▸ WHAT IS NEEDED:
Repeat the listing below word for word, keeping every line as it appears.

>> Begin

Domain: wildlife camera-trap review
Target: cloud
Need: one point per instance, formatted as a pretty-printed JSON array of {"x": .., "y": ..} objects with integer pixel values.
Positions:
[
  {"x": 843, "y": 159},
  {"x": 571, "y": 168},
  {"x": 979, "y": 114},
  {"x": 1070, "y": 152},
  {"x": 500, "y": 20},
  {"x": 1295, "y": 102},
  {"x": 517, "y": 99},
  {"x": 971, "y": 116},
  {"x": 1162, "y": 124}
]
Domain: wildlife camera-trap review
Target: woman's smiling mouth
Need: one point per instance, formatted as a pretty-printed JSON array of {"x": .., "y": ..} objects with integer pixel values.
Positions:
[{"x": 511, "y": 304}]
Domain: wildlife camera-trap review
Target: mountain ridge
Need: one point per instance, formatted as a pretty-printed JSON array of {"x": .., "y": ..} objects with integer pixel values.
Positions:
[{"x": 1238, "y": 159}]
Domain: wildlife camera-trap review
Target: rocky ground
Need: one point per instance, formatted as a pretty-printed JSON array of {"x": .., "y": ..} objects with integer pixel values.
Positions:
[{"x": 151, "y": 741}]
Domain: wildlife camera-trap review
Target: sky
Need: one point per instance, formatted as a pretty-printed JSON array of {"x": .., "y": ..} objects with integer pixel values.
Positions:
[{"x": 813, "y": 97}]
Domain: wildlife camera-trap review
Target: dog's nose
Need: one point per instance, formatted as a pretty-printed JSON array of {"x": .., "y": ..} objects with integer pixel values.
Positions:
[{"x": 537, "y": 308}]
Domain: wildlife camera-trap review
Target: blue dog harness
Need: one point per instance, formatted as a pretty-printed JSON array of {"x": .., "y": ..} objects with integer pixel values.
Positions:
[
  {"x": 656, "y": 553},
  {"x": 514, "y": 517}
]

>> End

▸ WORKED ANSWER:
Domain: wildlife camera-trap review
Target: cloud
Need: one point per instance, formatted as a pretty-printed JSON array of {"x": .., "y": ..} objects with integer pixel values.
Positions:
[
  {"x": 843, "y": 159},
  {"x": 571, "y": 168},
  {"x": 979, "y": 114},
  {"x": 1070, "y": 152},
  {"x": 500, "y": 20},
  {"x": 1295, "y": 102},
  {"x": 517, "y": 99},
  {"x": 971, "y": 116},
  {"x": 1162, "y": 124}
]
Domain: wildlife camera-trap review
Target: woman's smiling mouth
Need: one point per instance, formatted as a pretty-printed JSON array of {"x": .., "y": ..} objects with integer pixel values.
Positions:
[{"x": 511, "y": 304}]
Domain: wildlife camera-trap review
Target: mountain ridge
Need: one point per instance, formatted as a pretty-printed JSON array of {"x": .., "y": ..} objects with integer pixel values.
Positions:
[{"x": 1238, "y": 159}]
Domain: wildlife camera-trap review
Target: rocky ground
Need: one point per instance, formatted as a pretty-printed JSON array of {"x": .., "y": ..} objects with integer pixel values.
Positions:
[{"x": 151, "y": 741}]
Domain: wildlife camera-trap review
Target: sky
Need: one point per instance, formatted as a pretty-printed JSON array of {"x": .., "y": ..} objects with integer pixel values.
Positions:
[{"x": 813, "y": 97}]
Domain: wildlife camera-trap review
Target: dog's nose
Need: one point per instance, formatted as a pretty-printed JSON array of {"x": .., "y": ..} objects with integer pixel values.
Positions:
[{"x": 537, "y": 308}]
Domain: wildlife camera-trap review
Target: blue dog harness
Need: one point per instance, formatted as a pretty-printed JSON array of {"x": .., "y": ..} objects with integer pixel values.
Positions:
[
  {"x": 656, "y": 553},
  {"x": 514, "y": 517}
]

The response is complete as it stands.